# [Problem]
Do these statements agree with the article on device donations below? For each, answer yes or no and quote the words that decide it. (a) Local schools have offered about 50 desktop computers. (b) The Yukon's chief medical officer said the territory is in lockdown. (c) Laptops and tablets are no longer being sought.

# [Source passage]
<<<<

Computers and cell phone donations are being asked for in order to help women in abusive situations now compounded by COVID-19.
“We do know that there are undeniably gendered impacts of the COVID-19 pandemic,” said Aja Mason, director of the Yukon Status of Women Council, which put out a call for electronic devices on March 20.
Some women don’t have access to them, and with many public spaces such as coffee shops and libraries closing up, those in precarious living environments won’t be able to use the internet as readily, she said, adding that work is being done in order to expand internet ranges in the city.
“We do know that gender based violence and things like domestic violence have increased in other places where lockdown measures are more severe,” she said, noting that the Yukon has some of the highest rates of domestic and sexualized violence in the country.
Brendan Hanley, the chief medical officer of the Yukon, said last week that the territory is not in lockdown.
“Access to things like ordering food online or even being able to reach out socially and have connection with other people, you know, being able to contact or access sources of help or assistance if you are experiencing domestic violence — we recognize that there’s a whole swath of people in the Yukon who are basically excluded from that. …” Mason said.
The hope now is to connect women so that when things get even worse — a possible lockdown — women will have recourse, a way out, she continued.
“Anything that could help mitigate some of the impacts of living in isolation,” she said, noting that social distance, or self-isolation, could mean even more contact with an abusive partner.
So far, local schools have offered to donate roughly 50 desktop computers. Some cell phones have trickled in, too. These are ideal, Mason said, because of their compact size.
“For certain, it is a lot easier to distribute smaller technologies, i.e. not desktops, as you can imagine, so we’re certainly still looking for laptops still and tablets,” she said.
Making matters worse is the housing crunch in Whitehorse, along with the pay gap between men and women, Mason added, both of which present other difficulties in fleeing unsafe situations.
Mason said that pre-paid credit cards could be distributed eventually, which could help curb financial impacts.

>>>>

# [Dataset records]
<<<<

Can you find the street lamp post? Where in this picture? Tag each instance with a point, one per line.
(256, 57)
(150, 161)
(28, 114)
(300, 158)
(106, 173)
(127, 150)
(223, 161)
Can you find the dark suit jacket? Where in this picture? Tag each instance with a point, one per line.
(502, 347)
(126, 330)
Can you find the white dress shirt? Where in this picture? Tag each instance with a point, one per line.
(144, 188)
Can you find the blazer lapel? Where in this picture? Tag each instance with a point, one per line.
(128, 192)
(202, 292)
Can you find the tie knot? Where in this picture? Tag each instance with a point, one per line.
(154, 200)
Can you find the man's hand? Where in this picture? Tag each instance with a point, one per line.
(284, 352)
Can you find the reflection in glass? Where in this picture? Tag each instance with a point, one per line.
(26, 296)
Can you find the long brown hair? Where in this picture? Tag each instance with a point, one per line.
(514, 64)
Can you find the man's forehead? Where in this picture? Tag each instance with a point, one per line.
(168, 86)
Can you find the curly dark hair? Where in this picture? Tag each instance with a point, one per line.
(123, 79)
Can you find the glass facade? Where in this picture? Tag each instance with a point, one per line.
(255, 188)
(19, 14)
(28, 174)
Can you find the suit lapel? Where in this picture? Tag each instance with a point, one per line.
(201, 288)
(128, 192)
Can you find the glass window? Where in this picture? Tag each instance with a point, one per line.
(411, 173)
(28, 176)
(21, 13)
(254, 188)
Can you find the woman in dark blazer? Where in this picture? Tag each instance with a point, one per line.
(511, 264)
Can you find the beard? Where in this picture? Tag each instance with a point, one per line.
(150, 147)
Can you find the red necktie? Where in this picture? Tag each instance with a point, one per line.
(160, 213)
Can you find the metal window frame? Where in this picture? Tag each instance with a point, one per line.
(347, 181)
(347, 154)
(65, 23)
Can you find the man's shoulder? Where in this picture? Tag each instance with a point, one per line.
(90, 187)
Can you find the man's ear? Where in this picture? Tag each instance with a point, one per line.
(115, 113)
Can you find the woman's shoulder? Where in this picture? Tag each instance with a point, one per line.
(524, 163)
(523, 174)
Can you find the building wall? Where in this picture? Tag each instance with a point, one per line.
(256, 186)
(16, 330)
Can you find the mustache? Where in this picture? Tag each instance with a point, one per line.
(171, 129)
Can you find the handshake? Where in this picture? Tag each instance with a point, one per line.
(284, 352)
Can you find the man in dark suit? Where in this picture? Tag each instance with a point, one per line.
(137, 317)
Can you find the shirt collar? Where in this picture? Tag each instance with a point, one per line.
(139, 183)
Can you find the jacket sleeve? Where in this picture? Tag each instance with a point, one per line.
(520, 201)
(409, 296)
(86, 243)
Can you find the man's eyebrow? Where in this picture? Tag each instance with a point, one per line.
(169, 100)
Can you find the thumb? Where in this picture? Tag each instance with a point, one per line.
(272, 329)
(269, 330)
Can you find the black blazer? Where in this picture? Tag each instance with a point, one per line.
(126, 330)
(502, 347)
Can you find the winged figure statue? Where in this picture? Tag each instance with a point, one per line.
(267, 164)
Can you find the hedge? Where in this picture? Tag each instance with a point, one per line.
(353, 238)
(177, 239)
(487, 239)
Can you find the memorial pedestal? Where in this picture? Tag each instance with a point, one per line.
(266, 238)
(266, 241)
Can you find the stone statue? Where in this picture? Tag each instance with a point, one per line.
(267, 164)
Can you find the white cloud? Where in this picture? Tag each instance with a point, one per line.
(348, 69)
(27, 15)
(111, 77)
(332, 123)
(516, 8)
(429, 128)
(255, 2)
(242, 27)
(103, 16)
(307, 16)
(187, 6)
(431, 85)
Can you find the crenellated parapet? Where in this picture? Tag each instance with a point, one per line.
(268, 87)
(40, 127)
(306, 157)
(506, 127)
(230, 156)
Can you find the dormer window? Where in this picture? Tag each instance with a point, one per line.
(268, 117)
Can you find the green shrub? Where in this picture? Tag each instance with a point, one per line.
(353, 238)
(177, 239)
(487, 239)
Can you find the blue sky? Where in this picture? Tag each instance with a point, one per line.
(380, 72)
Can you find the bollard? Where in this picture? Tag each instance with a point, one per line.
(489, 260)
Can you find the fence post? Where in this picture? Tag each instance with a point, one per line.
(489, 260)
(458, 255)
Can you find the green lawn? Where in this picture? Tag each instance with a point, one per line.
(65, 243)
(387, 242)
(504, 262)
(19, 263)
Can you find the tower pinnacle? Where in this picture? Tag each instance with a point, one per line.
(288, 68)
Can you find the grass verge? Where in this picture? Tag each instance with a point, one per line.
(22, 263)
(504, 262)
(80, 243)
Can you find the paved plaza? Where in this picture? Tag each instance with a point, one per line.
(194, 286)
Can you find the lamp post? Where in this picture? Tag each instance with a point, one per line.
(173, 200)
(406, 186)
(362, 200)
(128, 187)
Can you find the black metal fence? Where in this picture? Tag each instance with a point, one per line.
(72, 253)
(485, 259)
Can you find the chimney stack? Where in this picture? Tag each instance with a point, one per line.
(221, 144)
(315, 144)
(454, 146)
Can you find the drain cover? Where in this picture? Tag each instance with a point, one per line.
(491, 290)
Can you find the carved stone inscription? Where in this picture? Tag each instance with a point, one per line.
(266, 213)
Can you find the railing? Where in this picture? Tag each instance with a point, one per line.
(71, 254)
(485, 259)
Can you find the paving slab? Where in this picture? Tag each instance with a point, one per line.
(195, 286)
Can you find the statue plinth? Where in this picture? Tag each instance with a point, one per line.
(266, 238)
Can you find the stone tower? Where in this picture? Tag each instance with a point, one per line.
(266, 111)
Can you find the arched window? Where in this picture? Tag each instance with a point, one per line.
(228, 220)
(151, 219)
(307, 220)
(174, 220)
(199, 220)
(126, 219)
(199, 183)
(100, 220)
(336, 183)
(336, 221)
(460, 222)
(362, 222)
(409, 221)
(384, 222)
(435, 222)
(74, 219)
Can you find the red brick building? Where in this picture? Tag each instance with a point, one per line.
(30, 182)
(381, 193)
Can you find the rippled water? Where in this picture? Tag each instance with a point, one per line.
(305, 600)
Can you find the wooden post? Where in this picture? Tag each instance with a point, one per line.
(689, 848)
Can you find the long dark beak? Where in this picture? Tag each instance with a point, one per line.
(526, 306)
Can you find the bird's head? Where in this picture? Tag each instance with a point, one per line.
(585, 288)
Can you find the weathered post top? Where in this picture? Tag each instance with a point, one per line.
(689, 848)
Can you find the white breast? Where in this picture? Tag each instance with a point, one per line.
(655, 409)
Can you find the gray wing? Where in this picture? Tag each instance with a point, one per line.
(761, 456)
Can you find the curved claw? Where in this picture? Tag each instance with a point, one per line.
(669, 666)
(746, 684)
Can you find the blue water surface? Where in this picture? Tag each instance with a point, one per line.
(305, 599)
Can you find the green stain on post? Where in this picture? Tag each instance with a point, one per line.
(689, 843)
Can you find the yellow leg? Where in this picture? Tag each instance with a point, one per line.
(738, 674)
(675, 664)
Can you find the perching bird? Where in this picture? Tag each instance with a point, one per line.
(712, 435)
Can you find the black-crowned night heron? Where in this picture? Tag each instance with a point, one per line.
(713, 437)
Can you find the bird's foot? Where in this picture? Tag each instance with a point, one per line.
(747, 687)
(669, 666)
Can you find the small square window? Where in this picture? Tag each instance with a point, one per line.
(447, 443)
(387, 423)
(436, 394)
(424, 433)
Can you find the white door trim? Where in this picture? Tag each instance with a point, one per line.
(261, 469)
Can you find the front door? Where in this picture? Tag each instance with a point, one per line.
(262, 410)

>>>>

# [Task response]
(a) Yes: "local schools have offered to donate roughly 50 desktop computers"
(b) No: "the territory is not in lockdown"
(c) No: "we’re certainly still looking for laptops still and tablets"